Как просто после «нежной части», требующей всей тонкости душевных поворотов, написать «часть игривую», нуждающуюся не столько в душевной тонкости, сколько в изощрённейшем уме и гибкости мысли. Воздерживаясь от красивых фраз, с длинными периодами, по причине своего несчастного косноязычия, прямо обращаю своё внимание на Вас и тут же восклицаю: «О, как Вы прекрасны, Клавдия Васильевна!»
Помоги мне Бог досказать следующую фразу до конца и не застрять посередине. Итак, перекрестясь, начинаю: Дорогая Клавдия Васильевна, я рад, что Вы уехали в Москву, ибо останься Вы здесь (короче!), я бы в короткий срок забыл (ещё короче!), я бы влюбился в Вас и забыл бы всё вокруг! (Досказал.)
Пользуясь полной удачей и не желая портить впечатления, оставленного второй частью, быстро перехожу на часть третию.
Часть III (как ей и полагается быть – деловая).
Дорогая Клавдия Васильевна, скорей напишите мне, как Вы устроились в Москве.[27] Очень соскучился по Вас. Страшно подумать, что постепенно человек ко всему привыкает, или, вернее, забывает то, о чём тосковал когда-то. Но другой раз бывает достаточно лёгкого напоминания, и все желания вспыхивают вновь, если они когда-то, хоть одно мгновение, были настоящими. Я не верю в переписку между знакомыми людьми, скорей и лучше могут переписываться люди незнакомые друг с другом, а потому я не прошу Вас о письмах, написанных по «правилам и форме». Но если Вы будете, время от времени, присылать мне кусочек бумажки с Вашим имянем,[28] я буду Вам очень благодарен. Конечно, если Вы пришлёте мне письмо, я буду также тронут весьма.
У Шварцев Литейных[29] я ещё не был; но когда буду, передам им всё, о чём Вы меня просили.
Жизнь-то! Жизнь-то как вздорожала! Лук-порей на рынке стоит уж не 30, а 35 или даже все 40 копеек!
Даниил Хармс.
Ленинград.
Надеждинская, 11, кв. 8.
5 октября 1933 года
Дорогая
Клавдия Васильевна,
больше всего на свете хочу видеть Вас. Вы покорили меня. Я Вам очень благодарен за Ваше письмо. Я очень много о Вас думаю. И мне опять кажется, что Вы напрасно перебрались в Москву. Я очень люблю театр, но, к сожалению, сейчас театра нет. Время театра, больших поэм и прекрасной архитектуры кончилось сто лет тому назад. Не обольщайте себя надеждой, что Хлебников написал большие поэмы, а Мейерхольд – это всё же театр.
Хлебников лучше всех остальных поэтов второй половины XIX и первой четверти XX века, но его поэмы это только длинные стихотворения; а Мейерхольд не сделал ничего.
Я твёрдо верю, что время больших поэм, архитектуры и театра когда-нибудь возобновится. Но пока этого ещё нет.

****************************************

Задание 1: Верните, пожалуйста, без изменений все строки ниже, в которых встречается слово «pole».

Представленный материал:

****************************************

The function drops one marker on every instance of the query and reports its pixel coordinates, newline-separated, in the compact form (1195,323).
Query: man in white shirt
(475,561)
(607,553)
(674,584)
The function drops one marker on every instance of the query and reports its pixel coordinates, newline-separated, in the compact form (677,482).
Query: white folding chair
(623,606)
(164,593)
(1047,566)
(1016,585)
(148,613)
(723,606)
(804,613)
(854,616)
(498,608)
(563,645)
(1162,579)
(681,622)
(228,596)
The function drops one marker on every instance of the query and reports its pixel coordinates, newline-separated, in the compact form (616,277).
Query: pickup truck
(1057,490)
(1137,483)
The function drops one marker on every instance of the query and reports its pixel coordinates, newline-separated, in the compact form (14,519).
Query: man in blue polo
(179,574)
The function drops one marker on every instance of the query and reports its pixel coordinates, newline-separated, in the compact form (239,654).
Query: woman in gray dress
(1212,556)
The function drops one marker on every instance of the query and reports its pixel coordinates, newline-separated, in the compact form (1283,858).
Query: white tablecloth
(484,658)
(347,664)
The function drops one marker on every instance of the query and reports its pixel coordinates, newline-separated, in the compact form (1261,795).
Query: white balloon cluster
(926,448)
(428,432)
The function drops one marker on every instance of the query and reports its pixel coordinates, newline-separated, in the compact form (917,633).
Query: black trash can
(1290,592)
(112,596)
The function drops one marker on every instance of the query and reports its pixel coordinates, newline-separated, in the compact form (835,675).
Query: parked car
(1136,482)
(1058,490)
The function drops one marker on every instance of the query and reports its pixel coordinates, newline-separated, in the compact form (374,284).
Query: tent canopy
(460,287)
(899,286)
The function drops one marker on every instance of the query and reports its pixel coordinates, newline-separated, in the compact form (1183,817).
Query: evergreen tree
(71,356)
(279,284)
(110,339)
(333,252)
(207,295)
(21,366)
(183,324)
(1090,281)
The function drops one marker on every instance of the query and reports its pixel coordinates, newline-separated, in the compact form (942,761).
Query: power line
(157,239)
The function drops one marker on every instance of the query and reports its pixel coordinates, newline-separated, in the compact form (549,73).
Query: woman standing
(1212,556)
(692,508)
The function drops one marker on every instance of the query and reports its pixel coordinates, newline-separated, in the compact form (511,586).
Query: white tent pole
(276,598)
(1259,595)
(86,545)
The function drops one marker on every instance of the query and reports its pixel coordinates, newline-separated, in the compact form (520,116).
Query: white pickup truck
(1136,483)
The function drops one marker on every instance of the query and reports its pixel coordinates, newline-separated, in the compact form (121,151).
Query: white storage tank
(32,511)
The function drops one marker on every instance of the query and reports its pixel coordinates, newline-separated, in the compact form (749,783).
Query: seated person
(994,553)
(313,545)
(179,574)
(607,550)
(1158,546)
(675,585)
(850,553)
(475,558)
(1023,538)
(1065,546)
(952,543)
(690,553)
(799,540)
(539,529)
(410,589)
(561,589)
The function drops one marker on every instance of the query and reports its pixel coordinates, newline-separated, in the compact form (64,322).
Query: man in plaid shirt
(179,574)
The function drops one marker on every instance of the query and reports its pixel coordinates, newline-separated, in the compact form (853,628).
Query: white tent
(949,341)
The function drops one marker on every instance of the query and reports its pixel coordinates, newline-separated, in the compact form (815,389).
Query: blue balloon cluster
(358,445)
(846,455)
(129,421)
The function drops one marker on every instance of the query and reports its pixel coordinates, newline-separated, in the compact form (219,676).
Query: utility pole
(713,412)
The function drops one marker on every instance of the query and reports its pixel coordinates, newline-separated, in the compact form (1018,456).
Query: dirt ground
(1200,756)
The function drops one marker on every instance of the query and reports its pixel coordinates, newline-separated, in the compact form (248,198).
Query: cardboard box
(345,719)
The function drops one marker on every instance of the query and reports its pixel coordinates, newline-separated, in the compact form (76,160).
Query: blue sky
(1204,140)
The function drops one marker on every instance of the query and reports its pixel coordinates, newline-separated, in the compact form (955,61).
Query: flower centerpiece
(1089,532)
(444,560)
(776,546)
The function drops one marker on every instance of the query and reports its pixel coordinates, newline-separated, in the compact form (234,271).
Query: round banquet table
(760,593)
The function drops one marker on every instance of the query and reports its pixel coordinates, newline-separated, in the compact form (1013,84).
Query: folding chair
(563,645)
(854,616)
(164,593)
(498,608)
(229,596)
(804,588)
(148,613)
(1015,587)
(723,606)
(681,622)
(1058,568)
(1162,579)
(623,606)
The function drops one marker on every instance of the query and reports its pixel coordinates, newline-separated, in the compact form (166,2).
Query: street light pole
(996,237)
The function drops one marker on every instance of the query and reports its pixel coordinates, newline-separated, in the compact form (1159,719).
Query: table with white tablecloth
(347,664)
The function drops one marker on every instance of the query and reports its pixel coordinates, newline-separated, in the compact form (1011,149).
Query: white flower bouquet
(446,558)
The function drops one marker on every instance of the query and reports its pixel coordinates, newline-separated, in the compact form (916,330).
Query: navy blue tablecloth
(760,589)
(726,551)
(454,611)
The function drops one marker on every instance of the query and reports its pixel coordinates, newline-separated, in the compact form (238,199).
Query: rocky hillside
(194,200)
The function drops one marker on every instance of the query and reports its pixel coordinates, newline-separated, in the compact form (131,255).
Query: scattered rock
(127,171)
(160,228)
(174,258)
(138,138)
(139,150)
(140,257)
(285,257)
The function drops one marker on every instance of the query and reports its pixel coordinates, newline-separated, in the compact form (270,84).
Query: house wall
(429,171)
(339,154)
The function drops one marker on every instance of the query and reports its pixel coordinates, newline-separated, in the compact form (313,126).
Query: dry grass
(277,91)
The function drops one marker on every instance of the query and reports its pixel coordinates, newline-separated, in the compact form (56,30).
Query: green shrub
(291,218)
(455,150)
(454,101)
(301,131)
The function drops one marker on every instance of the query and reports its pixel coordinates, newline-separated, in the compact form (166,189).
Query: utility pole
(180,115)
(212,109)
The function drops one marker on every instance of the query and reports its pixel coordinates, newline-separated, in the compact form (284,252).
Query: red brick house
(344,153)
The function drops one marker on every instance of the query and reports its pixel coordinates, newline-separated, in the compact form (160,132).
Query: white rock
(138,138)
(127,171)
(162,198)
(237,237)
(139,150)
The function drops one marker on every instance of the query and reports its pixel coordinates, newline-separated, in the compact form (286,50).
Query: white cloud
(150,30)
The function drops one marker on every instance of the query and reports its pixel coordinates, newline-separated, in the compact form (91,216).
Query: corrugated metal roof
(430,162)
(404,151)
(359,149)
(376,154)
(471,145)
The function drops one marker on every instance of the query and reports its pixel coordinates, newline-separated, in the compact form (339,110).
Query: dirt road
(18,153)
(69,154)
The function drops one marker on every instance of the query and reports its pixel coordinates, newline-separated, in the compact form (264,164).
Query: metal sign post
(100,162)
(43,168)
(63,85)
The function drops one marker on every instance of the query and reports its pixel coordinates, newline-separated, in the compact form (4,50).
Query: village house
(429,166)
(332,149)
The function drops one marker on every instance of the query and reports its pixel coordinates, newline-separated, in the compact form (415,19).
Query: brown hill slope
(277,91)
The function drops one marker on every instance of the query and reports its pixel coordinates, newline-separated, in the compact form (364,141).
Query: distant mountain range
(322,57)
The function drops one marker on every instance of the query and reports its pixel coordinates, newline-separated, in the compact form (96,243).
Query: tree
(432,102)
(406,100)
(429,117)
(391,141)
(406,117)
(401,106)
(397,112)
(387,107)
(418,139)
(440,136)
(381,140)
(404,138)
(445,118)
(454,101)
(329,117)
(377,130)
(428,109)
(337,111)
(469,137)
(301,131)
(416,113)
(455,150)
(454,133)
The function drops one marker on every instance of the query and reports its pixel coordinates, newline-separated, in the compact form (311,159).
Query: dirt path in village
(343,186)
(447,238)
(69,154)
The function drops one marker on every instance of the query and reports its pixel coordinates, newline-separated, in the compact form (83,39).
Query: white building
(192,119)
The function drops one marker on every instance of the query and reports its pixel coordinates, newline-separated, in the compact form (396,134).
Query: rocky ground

****************************************

Задание 2: Перечислите, время чего, согласно отрывку выше, кончилось сто лет тому назад.

Итоговый результат 1:
Query: white tent pole
Query: utility pole
Query: street light pole
Query: utility pole

Итоговый результат 2: Театр, большие поэмы и прекрасная архитектура.